__Qué hacer__: Muestra cada línea de los registros que contenga la cadena "tree", distinguiendo entre mayúsculas y minúsculas.

Registros del conjunto de datos:
· · · · · · ·
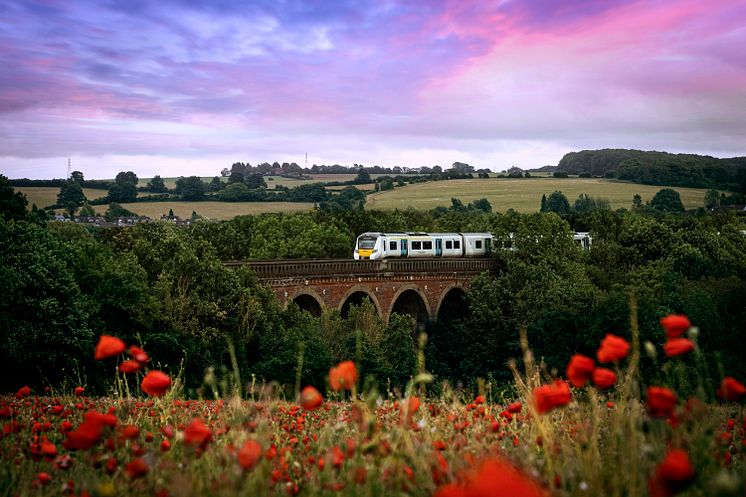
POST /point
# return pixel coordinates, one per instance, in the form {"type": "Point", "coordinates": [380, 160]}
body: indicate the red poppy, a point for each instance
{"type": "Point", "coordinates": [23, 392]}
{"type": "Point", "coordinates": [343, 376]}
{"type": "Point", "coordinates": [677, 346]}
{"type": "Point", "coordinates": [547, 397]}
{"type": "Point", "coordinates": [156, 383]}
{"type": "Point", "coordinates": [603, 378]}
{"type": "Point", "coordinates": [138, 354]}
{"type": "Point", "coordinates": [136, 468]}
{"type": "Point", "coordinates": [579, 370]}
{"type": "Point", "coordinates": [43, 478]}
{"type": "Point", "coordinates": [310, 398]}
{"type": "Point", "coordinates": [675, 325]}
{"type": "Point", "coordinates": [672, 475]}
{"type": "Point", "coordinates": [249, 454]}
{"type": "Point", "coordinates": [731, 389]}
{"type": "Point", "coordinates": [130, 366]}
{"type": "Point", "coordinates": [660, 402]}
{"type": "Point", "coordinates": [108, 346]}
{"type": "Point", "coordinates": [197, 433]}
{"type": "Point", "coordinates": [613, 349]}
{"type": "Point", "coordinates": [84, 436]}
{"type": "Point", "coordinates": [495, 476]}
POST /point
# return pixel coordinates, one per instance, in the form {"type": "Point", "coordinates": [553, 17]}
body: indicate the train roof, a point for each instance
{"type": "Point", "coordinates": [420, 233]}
· · · · · · ·
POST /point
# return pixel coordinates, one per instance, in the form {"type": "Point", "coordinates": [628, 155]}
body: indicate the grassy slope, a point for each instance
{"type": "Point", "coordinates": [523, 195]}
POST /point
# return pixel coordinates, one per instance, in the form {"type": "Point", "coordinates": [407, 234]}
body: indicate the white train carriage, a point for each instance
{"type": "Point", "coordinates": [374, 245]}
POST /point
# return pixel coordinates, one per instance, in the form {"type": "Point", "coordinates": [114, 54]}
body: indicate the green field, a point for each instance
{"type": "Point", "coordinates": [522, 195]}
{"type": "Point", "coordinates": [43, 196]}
· · · · · · ·
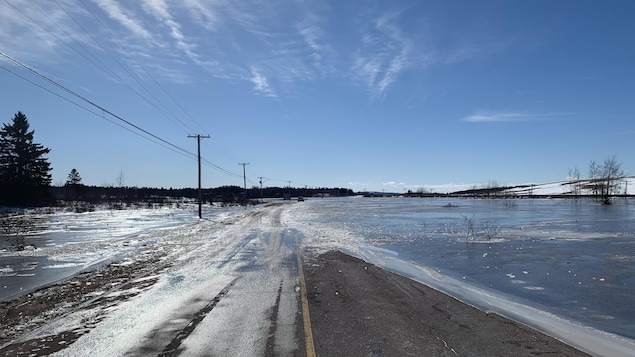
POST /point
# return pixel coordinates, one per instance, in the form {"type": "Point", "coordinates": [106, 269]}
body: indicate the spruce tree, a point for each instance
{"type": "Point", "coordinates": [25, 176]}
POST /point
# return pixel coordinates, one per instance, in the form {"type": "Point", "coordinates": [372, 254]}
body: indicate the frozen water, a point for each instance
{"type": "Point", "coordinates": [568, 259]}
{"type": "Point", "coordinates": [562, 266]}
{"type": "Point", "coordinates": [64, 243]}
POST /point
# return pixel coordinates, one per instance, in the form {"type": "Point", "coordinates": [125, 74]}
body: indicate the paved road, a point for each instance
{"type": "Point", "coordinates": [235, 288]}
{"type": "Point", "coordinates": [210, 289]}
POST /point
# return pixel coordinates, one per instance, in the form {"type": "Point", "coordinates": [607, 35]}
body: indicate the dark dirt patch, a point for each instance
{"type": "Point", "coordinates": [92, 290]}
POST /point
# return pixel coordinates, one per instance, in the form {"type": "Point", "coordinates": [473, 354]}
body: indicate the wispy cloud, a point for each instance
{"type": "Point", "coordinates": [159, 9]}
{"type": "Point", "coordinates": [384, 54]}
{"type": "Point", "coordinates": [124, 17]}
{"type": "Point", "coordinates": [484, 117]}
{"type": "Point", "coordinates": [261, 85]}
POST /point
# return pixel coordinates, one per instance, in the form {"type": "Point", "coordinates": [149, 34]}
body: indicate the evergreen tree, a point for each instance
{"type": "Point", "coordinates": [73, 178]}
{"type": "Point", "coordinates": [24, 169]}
· · · · · · ·
__Respuesta__:
body: indicate the spruce tree, a point for each instance
body: indicate the evergreen tree, a point for each instance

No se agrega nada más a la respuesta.